Coordinate annotation records
#####

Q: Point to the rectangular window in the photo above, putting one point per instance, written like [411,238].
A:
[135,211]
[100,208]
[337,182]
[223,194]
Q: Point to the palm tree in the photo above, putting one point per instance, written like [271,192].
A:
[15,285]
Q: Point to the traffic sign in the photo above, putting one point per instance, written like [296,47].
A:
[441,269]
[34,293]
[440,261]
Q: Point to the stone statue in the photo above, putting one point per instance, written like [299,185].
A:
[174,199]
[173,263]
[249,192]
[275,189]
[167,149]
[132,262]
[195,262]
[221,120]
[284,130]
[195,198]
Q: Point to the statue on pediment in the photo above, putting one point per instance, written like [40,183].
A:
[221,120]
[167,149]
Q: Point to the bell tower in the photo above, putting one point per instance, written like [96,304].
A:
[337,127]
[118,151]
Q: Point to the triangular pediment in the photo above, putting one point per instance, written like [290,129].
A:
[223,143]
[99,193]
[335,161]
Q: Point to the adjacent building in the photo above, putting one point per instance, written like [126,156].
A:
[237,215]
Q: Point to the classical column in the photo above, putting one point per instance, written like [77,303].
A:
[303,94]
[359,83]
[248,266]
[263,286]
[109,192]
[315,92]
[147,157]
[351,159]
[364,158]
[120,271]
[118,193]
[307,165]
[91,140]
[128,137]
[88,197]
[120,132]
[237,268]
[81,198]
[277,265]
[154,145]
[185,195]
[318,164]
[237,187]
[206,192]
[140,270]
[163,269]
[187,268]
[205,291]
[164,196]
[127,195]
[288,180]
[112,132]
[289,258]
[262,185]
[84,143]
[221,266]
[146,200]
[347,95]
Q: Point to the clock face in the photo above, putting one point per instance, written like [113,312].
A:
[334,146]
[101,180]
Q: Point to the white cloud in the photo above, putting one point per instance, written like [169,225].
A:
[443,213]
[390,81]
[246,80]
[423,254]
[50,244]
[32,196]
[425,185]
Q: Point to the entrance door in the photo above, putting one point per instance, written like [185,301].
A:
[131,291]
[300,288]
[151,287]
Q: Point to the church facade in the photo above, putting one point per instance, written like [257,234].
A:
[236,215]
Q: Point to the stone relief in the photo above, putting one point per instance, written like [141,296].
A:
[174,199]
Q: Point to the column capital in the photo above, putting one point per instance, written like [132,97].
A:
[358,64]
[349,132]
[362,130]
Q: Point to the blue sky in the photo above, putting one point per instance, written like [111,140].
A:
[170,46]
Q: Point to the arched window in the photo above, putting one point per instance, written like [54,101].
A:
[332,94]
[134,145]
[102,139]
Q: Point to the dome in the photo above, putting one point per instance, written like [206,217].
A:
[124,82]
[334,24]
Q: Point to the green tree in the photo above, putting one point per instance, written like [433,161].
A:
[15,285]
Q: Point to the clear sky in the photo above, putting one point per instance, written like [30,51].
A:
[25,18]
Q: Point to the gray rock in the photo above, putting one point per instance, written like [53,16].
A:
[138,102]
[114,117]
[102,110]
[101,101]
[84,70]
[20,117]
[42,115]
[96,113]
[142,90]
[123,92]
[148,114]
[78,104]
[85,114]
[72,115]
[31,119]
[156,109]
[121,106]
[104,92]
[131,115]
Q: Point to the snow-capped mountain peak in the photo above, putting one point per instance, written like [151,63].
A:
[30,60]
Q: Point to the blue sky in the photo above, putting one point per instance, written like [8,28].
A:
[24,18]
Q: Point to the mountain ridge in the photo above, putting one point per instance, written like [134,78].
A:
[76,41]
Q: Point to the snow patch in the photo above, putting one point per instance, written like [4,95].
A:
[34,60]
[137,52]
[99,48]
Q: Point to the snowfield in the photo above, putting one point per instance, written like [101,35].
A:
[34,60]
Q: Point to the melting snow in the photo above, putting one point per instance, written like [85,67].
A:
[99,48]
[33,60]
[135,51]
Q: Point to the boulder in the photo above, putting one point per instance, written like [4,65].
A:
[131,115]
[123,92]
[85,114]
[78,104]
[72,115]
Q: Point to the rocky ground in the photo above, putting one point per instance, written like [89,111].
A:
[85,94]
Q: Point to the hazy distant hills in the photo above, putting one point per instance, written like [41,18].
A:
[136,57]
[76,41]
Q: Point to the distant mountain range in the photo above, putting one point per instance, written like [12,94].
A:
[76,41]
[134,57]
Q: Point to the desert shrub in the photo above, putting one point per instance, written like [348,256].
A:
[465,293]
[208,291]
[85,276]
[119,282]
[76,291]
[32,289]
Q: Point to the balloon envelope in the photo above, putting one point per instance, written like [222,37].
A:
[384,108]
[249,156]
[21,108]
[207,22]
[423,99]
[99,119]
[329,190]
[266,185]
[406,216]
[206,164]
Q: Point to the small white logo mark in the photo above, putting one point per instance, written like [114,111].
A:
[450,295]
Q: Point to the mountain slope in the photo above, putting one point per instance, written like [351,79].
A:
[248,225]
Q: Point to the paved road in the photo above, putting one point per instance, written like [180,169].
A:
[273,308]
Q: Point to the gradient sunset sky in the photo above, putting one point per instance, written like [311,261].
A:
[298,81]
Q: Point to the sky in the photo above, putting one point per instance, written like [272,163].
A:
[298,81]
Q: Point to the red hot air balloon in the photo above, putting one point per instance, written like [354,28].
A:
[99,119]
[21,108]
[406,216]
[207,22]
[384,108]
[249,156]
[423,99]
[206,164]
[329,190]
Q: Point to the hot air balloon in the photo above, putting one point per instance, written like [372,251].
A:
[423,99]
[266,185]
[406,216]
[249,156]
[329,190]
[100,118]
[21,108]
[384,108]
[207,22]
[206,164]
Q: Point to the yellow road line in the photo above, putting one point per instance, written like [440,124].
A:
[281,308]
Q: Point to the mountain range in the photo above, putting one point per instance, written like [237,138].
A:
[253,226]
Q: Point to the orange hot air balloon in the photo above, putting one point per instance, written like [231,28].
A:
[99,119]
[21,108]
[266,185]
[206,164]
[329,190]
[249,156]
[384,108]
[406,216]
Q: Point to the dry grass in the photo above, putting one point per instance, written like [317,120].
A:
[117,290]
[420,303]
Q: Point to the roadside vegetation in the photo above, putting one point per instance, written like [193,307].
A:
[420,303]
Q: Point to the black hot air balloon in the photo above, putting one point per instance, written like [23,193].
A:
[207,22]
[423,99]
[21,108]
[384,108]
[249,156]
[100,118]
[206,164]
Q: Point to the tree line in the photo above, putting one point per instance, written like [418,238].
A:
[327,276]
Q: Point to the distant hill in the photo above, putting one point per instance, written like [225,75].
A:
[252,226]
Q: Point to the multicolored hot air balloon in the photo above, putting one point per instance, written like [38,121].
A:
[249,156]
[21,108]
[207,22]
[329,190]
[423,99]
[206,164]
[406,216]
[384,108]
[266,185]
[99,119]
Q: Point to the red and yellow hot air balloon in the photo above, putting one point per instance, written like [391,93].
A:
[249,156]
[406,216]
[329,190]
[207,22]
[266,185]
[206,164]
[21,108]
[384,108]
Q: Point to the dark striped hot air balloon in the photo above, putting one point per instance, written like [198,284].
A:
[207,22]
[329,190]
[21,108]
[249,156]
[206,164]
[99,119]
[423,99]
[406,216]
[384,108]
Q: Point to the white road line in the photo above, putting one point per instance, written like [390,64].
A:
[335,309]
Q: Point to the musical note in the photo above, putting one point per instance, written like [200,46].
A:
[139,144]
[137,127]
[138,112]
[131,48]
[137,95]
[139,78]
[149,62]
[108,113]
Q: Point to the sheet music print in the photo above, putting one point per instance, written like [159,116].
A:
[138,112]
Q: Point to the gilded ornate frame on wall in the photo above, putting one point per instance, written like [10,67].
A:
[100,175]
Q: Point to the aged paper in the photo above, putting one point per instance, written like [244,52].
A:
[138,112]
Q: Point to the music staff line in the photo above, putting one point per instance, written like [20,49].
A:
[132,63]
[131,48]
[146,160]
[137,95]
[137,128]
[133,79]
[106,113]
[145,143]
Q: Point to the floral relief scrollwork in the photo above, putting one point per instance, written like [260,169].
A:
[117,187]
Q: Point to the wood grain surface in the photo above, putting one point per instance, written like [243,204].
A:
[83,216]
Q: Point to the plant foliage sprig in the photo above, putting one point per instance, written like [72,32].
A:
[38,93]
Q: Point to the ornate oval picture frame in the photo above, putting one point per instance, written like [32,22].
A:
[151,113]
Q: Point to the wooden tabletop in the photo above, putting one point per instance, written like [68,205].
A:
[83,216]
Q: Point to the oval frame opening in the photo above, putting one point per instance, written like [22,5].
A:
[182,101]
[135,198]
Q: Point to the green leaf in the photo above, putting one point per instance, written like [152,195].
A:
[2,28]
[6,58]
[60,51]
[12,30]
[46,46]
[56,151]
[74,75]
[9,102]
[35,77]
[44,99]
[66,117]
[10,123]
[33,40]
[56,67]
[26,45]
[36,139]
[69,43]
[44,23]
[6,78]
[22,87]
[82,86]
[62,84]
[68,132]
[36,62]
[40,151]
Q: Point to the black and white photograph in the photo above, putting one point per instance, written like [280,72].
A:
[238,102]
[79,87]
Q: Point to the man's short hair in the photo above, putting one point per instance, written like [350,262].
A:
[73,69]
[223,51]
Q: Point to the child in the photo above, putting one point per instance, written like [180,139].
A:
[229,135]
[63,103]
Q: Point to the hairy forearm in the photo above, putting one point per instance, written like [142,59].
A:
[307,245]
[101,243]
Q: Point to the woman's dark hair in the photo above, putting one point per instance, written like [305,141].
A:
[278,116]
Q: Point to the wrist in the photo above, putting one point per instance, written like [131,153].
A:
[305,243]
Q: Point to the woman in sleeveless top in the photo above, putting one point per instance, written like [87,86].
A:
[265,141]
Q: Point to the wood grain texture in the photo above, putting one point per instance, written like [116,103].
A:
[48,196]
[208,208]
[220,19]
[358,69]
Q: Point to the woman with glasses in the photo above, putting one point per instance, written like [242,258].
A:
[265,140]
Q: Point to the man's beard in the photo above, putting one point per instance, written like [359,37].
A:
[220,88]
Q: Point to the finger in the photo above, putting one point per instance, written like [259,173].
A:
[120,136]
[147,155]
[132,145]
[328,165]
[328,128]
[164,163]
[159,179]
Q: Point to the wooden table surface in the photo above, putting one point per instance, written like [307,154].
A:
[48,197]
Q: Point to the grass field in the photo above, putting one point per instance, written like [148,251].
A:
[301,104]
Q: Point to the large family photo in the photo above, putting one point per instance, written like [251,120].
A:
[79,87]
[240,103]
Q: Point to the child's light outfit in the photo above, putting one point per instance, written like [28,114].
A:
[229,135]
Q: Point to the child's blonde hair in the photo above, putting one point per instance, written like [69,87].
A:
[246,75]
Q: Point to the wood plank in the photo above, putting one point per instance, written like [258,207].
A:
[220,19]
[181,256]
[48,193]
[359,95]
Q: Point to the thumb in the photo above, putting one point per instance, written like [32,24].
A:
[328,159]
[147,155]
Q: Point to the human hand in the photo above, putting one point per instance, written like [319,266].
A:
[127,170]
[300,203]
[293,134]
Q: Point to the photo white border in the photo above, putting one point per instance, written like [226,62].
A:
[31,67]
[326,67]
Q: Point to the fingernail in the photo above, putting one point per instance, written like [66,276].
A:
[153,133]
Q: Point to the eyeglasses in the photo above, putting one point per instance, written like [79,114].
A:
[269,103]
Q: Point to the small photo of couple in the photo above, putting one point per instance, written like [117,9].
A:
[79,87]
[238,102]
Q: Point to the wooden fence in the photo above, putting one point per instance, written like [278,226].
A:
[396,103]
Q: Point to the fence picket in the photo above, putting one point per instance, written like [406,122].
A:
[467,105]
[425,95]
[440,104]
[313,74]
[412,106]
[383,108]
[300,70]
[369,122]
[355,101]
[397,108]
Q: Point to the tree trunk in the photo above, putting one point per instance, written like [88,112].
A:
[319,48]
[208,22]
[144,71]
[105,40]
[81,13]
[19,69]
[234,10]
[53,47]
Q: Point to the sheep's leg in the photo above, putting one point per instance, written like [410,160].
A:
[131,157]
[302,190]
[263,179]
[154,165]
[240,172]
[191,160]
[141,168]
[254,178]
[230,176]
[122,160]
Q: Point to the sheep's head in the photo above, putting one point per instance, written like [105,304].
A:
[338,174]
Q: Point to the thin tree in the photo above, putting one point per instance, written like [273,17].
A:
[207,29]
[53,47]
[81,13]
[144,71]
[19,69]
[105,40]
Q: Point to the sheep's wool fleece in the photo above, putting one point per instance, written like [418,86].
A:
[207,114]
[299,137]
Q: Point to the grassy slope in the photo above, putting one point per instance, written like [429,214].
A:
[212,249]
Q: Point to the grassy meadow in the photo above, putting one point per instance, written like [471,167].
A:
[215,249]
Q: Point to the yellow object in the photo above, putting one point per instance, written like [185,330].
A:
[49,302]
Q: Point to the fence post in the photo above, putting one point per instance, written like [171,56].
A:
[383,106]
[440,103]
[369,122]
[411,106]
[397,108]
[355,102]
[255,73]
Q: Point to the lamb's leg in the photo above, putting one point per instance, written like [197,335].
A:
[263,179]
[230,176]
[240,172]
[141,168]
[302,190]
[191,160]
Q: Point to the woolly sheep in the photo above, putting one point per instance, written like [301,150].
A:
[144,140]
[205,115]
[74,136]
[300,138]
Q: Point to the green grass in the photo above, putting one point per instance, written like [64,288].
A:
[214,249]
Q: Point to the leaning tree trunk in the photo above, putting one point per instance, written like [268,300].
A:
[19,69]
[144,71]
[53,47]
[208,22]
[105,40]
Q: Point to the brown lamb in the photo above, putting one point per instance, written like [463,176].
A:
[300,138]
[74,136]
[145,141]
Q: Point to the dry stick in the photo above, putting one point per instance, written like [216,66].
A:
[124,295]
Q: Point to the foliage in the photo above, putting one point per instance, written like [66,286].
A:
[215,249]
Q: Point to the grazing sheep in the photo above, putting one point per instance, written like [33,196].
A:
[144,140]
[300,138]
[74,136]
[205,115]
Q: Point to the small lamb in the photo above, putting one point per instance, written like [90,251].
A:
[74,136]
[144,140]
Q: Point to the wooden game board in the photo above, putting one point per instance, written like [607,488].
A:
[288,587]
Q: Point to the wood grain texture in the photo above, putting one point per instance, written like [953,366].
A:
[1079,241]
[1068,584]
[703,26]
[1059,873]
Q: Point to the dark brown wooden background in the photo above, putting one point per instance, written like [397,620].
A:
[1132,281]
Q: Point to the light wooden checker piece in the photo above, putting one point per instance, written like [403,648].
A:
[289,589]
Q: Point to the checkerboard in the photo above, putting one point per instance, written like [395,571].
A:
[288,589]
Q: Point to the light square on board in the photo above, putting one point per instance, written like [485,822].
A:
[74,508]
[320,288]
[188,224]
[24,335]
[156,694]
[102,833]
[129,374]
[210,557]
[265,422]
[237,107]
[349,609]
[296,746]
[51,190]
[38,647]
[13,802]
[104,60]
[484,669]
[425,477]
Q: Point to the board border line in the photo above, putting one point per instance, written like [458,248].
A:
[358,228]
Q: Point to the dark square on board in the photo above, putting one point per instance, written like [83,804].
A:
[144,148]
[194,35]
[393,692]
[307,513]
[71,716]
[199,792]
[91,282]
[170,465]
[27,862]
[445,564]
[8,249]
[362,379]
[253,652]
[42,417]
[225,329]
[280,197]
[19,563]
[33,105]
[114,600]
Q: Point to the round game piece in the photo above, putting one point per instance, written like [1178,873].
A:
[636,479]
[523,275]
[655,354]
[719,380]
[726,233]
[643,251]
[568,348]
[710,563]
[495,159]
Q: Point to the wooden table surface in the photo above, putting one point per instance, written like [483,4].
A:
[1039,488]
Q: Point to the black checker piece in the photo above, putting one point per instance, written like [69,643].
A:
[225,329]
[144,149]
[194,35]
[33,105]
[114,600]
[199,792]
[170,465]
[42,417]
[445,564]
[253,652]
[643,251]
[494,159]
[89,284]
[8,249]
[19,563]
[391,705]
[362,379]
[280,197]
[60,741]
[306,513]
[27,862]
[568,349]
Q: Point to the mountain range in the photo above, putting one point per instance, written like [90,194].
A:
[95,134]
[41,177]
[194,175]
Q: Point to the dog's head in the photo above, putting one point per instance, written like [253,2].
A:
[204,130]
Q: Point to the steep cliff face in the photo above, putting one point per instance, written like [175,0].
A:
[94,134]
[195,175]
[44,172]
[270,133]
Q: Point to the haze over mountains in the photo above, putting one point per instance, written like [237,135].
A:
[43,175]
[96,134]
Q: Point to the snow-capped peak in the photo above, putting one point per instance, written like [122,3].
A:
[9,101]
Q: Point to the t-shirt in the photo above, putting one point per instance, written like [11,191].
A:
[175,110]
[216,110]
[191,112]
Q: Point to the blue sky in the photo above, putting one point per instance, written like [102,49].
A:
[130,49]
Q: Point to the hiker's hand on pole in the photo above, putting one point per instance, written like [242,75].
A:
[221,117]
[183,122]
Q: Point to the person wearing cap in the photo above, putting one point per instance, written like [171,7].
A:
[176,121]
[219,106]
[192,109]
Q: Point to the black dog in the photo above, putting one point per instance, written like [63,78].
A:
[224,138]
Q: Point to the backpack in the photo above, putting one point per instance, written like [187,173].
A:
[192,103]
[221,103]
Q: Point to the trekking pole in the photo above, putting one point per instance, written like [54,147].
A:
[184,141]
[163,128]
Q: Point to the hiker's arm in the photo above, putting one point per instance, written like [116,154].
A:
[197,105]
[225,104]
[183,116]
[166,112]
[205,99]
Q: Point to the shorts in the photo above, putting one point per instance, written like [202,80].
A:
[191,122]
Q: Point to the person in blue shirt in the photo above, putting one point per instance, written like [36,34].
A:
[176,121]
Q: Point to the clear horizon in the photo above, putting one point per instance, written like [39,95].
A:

#####

Reproduce exactly, with nothing added, the lines from the one that contains "Q: Point to the backpack" to the end of the data.

Q: Point to the backpack in the photo above, putting one point per instance, written like [187,173].
A:
[192,103]
[221,103]
Q: Point to the trekking pole in the photo above, putting one point per instance, written like [54,147].
A:
[184,141]
[163,128]
Q: Point to the hiker's arm in the photo above, putting one point per instance, written like [116,154].
A:
[197,105]
[225,104]
[183,116]
[166,112]
[205,99]
Q: Point to the shorts in the photo above, putting one point per instance, written like [202,80].
A:
[191,122]
Q: Point to the person in blue shirt in the photo above, putting one point per instance, written like [36,34].
A:
[176,121]
Q: Point to the clear horizon in the photo above, putting one point per instance, written like [39,95].
A:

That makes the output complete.